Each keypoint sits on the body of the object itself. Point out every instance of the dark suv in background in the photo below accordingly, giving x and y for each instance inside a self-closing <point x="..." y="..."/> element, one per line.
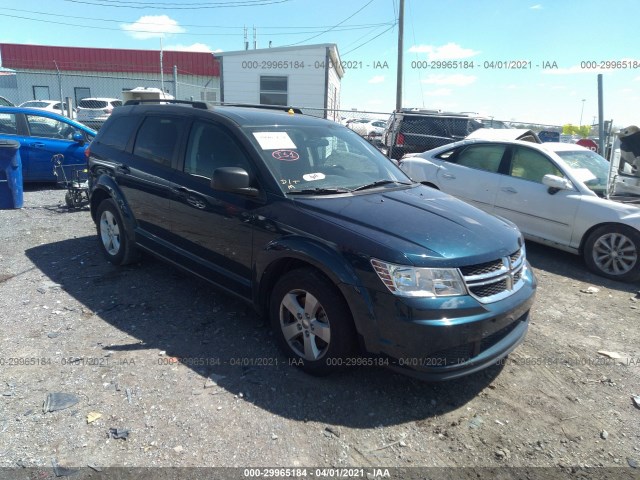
<point x="416" y="131"/>
<point x="314" y="227"/>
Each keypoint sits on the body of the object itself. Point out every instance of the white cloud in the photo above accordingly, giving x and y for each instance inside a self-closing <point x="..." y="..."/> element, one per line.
<point x="439" y="92"/>
<point x="194" y="47"/>
<point x="456" y="79"/>
<point x="152" y="26"/>
<point x="450" y="51"/>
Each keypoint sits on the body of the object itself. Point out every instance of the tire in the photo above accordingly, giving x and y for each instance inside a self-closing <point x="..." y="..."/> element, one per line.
<point x="322" y="333"/>
<point x="613" y="251"/>
<point x="112" y="235"/>
<point x="69" y="200"/>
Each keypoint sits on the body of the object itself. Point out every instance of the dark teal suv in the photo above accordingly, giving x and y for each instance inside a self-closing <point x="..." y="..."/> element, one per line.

***

Your instructions
Hand back the data above exactly, leaving out all pictures.

Answer space
Each keypoint sits on the body of the object itself. Point out every instance of the dark suv in background in the photo below accordingly, giving x and y for each instance inside a self-closing <point x="..." y="..."/> element, one per line.
<point x="416" y="131"/>
<point x="314" y="227"/>
Each keypoint sits on the body of the object itself. Point out every instance of the white cloud in the photo above accordingly, giving x and y for each instance inside a self-closing <point x="..." y="..."/> element, one per line.
<point x="439" y="92"/>
<point x="194" y="47"/>
<point x="456" y="79"/>
<point x="152" y="26"/>
<point x="450" y="51"/>
Each keypoint sits on the body of the object itself. Point out every instance of the tire in the photo above accordingly, giving x and y for each instance inside a self-closing <point x="..." y="..."/> element, one per line.
<point x="322" y="333"/>
<point x="613" y="251"/>
<point x="112" y="235"/>
<point x="69" y="200"/>
Each keypoint sits on the body of the object itself. Point out every instance of the dark teal suv in the photo above accordingly, giving x and y for each instance inside a self-closing <point x="..." y="..."/> element, one per line.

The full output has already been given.